Problems and tasks:
1 – In the article on how worms die, why did the researchers study worms instead of people? Answer in one to three sentences.
2 – Pick up the article on how worms die after its last sentence and carry it forward.

Extract provided:
* * * * * * * * *

A new study in the journal PLOS Biology has revealed that death occurs more slowly than scientists previously thought, and under certain circumstances it could be delayed.
Because of the ethical and logistical complications of studying human death (read: people don’t want to die), researchers looked at worms to understand the chemical processes involved.
What the scientists discovered was that as a worm died, it whole body did not die all at once. Under stress from sickness or trauma, individual cells died one by one, leaving behind debris that triggered a chain reaction which destroyed even more cells. As the cells collapsed, they emitted a fluorescent blue light the scientists could use to track the spread of death throughout the worm’s body.
“We’ve identified a chemical pathway of self-destruction that propagates cell death in worms, which we see as this glowing blue fluorescence traveling through the body,” the study’s lead author, David Gems from the Institute of Health Aging at University College London, told Discovery News. “It’s like a blue grim reaper, tracking death as it spreads throughout the organism until all life is extinguished.”

* * * * * * * * *

Extracted entries:
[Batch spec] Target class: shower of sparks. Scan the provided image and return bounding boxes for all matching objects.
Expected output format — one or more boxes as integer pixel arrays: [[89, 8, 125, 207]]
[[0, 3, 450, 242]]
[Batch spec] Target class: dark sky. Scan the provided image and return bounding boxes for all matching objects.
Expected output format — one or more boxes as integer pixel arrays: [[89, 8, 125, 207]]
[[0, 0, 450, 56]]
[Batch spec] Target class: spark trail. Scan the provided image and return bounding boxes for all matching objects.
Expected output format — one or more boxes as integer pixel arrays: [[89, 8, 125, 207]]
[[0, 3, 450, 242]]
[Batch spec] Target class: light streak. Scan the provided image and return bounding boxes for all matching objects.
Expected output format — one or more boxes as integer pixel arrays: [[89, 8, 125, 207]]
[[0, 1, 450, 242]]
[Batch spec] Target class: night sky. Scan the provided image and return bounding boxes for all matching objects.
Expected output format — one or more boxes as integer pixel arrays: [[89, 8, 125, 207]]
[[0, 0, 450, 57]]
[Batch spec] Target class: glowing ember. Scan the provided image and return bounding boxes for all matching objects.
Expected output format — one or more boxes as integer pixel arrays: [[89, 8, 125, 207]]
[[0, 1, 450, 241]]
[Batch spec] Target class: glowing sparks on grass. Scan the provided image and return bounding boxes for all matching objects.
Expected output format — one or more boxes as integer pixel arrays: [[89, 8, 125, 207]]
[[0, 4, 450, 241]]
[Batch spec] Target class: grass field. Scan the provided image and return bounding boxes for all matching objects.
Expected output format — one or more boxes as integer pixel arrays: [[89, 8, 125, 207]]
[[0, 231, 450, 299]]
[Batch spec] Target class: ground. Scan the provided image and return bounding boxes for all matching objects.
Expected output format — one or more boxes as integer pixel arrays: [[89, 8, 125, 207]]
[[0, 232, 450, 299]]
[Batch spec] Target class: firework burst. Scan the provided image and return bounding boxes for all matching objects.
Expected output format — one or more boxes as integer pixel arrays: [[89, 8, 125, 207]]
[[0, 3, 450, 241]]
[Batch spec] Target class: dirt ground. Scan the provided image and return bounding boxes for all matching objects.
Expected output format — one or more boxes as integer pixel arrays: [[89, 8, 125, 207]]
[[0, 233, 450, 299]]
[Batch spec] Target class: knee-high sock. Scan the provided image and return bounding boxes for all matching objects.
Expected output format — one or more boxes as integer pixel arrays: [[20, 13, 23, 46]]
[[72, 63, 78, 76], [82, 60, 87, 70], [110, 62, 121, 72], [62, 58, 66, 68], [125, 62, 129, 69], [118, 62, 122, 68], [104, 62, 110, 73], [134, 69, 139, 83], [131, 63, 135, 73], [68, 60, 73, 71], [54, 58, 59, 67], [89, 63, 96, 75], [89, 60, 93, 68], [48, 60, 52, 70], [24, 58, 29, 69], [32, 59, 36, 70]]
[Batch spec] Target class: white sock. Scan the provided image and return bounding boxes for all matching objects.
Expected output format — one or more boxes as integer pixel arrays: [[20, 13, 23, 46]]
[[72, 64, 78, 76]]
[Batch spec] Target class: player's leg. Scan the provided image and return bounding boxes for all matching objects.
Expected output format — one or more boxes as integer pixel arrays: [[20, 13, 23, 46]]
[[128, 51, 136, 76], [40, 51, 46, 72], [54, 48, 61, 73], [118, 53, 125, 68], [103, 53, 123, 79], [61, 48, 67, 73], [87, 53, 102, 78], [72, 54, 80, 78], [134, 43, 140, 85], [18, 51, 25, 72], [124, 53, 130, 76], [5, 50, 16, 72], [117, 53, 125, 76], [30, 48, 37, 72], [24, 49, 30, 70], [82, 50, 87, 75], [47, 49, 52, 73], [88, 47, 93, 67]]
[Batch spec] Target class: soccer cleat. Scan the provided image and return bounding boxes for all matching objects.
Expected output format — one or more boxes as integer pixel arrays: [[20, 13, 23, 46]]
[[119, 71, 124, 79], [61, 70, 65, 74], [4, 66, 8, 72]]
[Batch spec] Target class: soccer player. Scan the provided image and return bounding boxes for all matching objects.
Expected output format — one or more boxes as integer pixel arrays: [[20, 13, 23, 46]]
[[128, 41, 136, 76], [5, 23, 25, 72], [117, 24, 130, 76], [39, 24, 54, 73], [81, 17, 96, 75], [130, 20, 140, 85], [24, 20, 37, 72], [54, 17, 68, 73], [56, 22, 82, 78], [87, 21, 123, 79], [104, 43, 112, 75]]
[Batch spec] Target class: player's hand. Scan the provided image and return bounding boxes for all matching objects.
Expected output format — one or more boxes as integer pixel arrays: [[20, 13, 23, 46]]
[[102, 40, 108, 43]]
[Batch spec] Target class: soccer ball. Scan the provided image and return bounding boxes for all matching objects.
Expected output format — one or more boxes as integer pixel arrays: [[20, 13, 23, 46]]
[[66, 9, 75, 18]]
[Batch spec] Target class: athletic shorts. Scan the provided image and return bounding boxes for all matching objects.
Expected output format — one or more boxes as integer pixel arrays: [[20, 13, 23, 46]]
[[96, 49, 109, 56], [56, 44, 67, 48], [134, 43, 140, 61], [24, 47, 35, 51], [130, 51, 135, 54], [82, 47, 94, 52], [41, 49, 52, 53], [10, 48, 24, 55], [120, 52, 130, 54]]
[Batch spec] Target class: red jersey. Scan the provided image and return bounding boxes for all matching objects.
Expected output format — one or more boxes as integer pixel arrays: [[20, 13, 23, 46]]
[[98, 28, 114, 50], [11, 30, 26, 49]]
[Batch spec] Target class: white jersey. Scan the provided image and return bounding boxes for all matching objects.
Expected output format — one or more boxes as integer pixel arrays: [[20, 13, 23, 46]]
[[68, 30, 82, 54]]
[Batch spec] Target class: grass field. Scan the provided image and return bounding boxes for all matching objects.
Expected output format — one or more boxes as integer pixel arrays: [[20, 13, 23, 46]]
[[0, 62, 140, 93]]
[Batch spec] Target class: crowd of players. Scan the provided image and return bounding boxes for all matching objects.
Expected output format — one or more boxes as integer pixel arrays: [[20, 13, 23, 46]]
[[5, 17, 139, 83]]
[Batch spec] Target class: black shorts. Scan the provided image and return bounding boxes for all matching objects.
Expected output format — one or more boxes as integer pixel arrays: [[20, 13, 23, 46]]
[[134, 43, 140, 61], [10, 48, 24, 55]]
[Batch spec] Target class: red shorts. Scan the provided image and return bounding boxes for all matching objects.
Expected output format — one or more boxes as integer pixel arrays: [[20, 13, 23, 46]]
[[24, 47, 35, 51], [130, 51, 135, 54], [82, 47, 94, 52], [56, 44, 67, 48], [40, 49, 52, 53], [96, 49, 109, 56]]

* * * * * * * * *

Results for the exercise:
1 – The researchers studied worms because studying human death raises ethical and logistical complications, since people don't want to die. Worms let them examine the chemical processes involved in death without those problems.

2 –
Scientists discovered that when they blocked that chemical pathway, they could delay the spread of cellular damage caused by trauma. They could not, however, prevent the damaging effects of old age.
“This suggests that aging causes death by a number of processes acting in parallel,” Gems said. “The findings cast doubt on the theory that aging is simply a consequence of an accumulation of molecular damage. We need to focus on the biological events that occur during aging and death to properly understand how we might be able to interrupt these processes.”